Source document |
——

# Viv Build Shopping List for 3ft viv



## the-tick (Nov 27, 2006)

Contiboard from Wickes £30
Dowles, Screws £5
Aquarium Sealant (big tube needs gun) £6 from ebay
Vents 5 for £4 B&Q
Door runners (still need to source)
Glass (still need to source) standard or toughened ?
Edging for contiboard £2 from Wickes
Sealant gun £3

heating and hides will migrate from 2ft viv

Does anyone know where I can get door runners and if wickes cut contiboard (would save me about £8) I've tried phoning the store but will they answer the phone.......


----------



## repti-mon (Aug 31, 2007)

Viv Builder, supplying vivariums to UK Reptile Hobbyists sell glass runners from 3 quid i think


----------



## Evolution (May 22, 2007)

I can get you the runners, pm me for details.


----------



## repti-mon (Aug 31, 2007)

what do you need the sealant for? I'm gonna build my own viv's too soon


----------



## the-tick (Nov 27, 2006)

repti-mon said:


> what do you need the sealant for? I'm gonna build my own viv's too soon


for sealing the joining edges of the conti to if any fluids get near the joins it won't soak into the chipboard


----------



## the-tick (Nov 27, 2006)

——

Request A |
Pull out every line of the entries below that contains the string "roof".

Entries provided |
——

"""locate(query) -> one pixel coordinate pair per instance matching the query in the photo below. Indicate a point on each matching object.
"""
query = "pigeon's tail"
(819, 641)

——

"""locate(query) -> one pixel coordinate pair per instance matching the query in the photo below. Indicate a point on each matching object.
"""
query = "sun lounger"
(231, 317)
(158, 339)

——

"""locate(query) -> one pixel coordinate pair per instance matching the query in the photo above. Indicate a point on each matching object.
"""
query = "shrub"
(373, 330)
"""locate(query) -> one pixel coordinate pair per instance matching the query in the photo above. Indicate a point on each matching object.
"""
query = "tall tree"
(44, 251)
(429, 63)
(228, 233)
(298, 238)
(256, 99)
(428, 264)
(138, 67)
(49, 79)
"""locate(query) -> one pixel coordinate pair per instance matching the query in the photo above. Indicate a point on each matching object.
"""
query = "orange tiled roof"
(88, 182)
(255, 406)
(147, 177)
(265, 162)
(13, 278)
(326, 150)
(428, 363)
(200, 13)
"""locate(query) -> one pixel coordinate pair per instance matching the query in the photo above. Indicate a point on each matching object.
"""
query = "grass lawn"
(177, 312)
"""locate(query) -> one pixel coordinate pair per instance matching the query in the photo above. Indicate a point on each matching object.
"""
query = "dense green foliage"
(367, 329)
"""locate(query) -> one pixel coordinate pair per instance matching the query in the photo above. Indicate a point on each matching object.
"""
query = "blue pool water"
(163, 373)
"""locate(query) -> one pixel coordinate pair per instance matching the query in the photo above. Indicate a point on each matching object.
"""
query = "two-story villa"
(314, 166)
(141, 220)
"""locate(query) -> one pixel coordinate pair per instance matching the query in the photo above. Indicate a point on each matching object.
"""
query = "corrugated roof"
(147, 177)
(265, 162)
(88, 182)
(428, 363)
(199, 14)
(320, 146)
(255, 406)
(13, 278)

——

Request B |
Based on the forum thread about building a 3ft viv, say whether each statement holds: (i) the sealant keeps fluids near the joins from soaking into the chipboard; (ii) the vents are to come from Wickes; (iii) the glass has already been sourced.

Written solution A |
query = "orange tiled roof"
query = "corrugated roof"

Written solution B |
(i) Yes: "if any fluids get near the joins it won't soak into the chipboard"
(ii) No: "Vents 5 for £4 B&Q"
(iii) No: "Glass (still need to source)"